■ WORK TASK 1
According to the text below about children's teeth, what percentage of kids age two to 11 experience tooth decay?
■ WORK TASK 2
Write the next part of the text below about caring for children's teeth, starting right after its final line.

■ TEXT FOR ANALYSIS
***

It’s exciting when children get their first teeth at just a few months old. The tiny pearly whites poking through the bottom gums are just the beginning of what’s to come. Taking care of these teeth is essential to your child’s health and well-being. You wouldn’t think that something so small could make such a difference in your child’s life, but it’s huge.
Here’s what you need to know about your child’s teeth and how to care for them.
Did You Know These 7 Facts About Your Child’s Teeth?
You should start brushing your kids’ teeth immediately.
Developing this habit early on is key to helping kids maintain good oral hygiene for the rest of their lives. This is essential since 42 percent of kids age two to 11 experience tooth decay, and it’s the number one chronic infectious disease among children in the U.S.
Get a soft-bristled baby toothbrush and run it along with the teeth. Until age two, you can use a tiny smear of toothpaste about the size of a grain of rice or no toothpaste at all to remove bacteria and food. After age two, increase the size of toothpaste smear to a pea.
Kids (and adults) should brush their teeth for at least two minutes, twice per day.
The American Dental Association recommends at least two minutes of teeth brushing daily to ensure that every surface of teeth receives a good cleaning. To help kids meet this two-minute minimum, you can purchase a fun timer for them to use. This makes brushing teeth enjoyable and encourages good habits.
A child should see a dentist by the time they turn one.
It’s generally recommended that you schedule your child’s first dental visit within six months after the first tooth appears, and no later than your child’s first birthday. This is important for two reasons: It lets the dentist check for any problems with the teeth and it helps your child become comfortable with dental visits from a young age. It’s also a great time for parents to ask as many questions as they like about good dental hygiene.
Kids need to floss too.
Research shows that just 30 percent of the population floss their teeth daily, so it’s easy to skip this step in both your routine and your child’s. However, kids need to floss just as much as parents do. Their sensitive little teeth are prone to decay, especially if they don’t have a regulated diet, and it’s essential that they floss bits of food and sugar out of the crevices.
Flossing can be difficult for children to master, so you’ll likely have to help them at the beginning. It can also be helpful to give them flosser tools that are easier to manage than string floss.
Kids should not be drinking soda and other sugary drinks, especially before the age of five.

***

■ INFORMATION PROVIDED
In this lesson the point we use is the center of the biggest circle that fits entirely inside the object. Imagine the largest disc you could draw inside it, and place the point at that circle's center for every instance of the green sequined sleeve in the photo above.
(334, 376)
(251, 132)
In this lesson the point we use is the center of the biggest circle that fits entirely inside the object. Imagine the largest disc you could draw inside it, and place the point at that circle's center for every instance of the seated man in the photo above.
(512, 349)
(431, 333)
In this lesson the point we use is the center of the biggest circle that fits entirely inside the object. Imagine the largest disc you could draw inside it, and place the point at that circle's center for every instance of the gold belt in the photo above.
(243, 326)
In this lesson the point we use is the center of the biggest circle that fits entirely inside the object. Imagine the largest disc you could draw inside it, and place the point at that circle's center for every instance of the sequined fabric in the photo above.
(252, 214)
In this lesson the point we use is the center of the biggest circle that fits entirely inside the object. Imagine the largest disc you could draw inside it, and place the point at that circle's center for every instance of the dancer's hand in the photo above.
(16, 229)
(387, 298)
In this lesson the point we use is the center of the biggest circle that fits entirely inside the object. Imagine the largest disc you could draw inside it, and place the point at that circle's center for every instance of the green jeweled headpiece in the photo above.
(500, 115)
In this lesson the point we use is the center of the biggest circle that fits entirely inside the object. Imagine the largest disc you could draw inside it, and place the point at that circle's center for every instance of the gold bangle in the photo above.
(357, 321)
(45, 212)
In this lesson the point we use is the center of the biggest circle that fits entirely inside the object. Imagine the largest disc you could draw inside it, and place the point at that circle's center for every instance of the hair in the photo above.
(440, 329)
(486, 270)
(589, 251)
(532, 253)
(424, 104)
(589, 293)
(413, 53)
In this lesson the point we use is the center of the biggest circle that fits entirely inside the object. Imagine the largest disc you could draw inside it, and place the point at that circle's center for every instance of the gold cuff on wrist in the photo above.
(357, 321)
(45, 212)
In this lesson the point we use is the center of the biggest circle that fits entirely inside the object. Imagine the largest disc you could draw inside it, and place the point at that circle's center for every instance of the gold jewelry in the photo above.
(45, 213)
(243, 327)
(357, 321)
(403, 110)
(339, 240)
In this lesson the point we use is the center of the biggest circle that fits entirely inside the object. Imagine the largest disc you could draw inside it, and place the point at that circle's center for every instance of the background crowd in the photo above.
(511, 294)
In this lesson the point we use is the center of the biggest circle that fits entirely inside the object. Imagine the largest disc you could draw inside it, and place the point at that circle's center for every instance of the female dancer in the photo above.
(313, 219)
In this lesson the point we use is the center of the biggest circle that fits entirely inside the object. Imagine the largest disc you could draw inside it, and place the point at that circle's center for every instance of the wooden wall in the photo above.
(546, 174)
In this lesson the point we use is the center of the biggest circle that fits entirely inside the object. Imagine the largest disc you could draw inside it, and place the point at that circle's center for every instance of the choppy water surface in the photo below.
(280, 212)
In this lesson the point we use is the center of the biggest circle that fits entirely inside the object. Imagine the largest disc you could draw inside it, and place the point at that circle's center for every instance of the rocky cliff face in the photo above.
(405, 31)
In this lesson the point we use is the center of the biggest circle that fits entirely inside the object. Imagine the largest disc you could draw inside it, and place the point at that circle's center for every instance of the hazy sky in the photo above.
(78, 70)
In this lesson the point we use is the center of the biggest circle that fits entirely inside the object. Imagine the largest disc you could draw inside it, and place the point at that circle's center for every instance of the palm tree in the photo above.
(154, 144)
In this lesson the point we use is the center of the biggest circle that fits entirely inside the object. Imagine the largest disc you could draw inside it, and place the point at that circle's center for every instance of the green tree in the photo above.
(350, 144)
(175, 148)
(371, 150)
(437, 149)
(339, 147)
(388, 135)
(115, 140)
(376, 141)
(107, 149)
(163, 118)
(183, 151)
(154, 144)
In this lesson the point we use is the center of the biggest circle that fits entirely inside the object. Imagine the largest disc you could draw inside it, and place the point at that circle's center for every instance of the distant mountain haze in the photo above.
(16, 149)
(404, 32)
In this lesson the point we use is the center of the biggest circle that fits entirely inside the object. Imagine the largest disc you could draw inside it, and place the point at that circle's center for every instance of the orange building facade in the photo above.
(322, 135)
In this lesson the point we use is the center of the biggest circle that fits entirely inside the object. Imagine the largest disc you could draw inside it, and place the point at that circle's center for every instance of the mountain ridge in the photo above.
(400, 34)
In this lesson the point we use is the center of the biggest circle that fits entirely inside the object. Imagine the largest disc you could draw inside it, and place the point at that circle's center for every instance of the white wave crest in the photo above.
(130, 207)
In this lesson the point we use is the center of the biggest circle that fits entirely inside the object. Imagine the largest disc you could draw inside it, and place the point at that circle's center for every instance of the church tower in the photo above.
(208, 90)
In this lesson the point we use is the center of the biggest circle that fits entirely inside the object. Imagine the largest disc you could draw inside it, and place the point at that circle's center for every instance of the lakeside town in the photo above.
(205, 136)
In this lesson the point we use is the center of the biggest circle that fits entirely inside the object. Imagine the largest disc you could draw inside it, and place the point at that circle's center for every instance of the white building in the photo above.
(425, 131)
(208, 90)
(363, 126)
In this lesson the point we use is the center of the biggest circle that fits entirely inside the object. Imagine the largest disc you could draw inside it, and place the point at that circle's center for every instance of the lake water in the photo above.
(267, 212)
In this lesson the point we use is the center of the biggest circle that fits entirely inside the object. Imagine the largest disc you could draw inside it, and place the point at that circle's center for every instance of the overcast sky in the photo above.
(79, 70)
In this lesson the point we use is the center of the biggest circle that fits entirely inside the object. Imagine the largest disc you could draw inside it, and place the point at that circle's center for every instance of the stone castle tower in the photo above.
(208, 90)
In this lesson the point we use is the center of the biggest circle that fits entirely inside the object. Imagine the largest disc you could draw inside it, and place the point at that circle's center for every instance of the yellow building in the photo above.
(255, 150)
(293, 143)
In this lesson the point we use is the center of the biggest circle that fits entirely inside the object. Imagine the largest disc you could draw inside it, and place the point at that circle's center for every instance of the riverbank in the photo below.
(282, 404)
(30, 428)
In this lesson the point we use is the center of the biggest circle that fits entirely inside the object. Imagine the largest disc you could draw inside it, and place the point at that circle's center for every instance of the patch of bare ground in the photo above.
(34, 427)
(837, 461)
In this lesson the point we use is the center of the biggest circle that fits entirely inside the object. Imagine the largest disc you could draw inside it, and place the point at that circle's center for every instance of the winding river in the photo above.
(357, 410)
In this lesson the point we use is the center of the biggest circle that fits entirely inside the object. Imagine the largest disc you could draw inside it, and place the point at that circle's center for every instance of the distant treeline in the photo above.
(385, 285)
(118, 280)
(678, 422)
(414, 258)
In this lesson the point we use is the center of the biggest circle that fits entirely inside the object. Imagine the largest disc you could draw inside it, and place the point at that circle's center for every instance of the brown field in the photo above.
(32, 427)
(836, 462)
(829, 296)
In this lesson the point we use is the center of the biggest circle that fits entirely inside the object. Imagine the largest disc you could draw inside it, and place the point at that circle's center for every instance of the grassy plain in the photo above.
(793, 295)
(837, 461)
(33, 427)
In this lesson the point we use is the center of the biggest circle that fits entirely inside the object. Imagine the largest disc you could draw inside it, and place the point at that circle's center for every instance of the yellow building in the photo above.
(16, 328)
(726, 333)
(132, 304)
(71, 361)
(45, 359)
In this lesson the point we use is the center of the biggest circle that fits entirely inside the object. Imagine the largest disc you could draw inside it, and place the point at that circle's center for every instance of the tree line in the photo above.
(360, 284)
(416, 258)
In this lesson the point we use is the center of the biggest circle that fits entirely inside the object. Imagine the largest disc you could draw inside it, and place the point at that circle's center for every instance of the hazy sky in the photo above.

***

■ EXPECTED OUTPUT 1
42 percent

■ EXPECTED OUTPUT 2
Modern research indicates that everyone, especially children, should cut back on sugar intake. Some of the most dangerous sugary substances are sodas and juices, which contain more sugar than most people realize.
The American Heart Association asserts that kids and teens should drink fewer than 8 oz of a sugar-sweetened beverage per week. That’s less than one can of soda.
Surprisingly, milk contains a lot of sugar as well. Because those five and under tend to drink a lot of milk, their teeth are exposed to a lot of sugar. Minimizing additionally sugary drinks will significantly reduce tooth decay in kids.
Pacifiers and thumb sucking can lead to orthodontic issues.
Addictions to thumb sucking and pacifiers plague many parents who don’t want their children to grow up with these bad habits. Most importantly, these bad habits can affect dental health. Pediatric dentists encourage parents to eliminate pacifier use before the age of 4 to avoid dental problems, but pacifier use should be limited by the age of two.
Parents should also help their children stop thumb sucking. The best thing to do is to stop it before the habit forms. It may be cute to see your six-month-old son sucking on his thumb, but if you don’t diligently stop it from this young age, it will lead to negative consequences later.
Untreated dental decay can be deadly.
Oftentimes, despite our best efforts as parents, our kids still get cavities. This is not a huge deal, as dentists can treat cavities and preserve teeth at any age. However, if you don’t treat cavities, it can lead to a systemic infection that could be deadly.
Take care of any dental need before it becomes serious. It’s frightening and expensive to have your child in the hospital for a dental emergency, and good hygiene habits and regular dental treatment can prevent that problem altogether.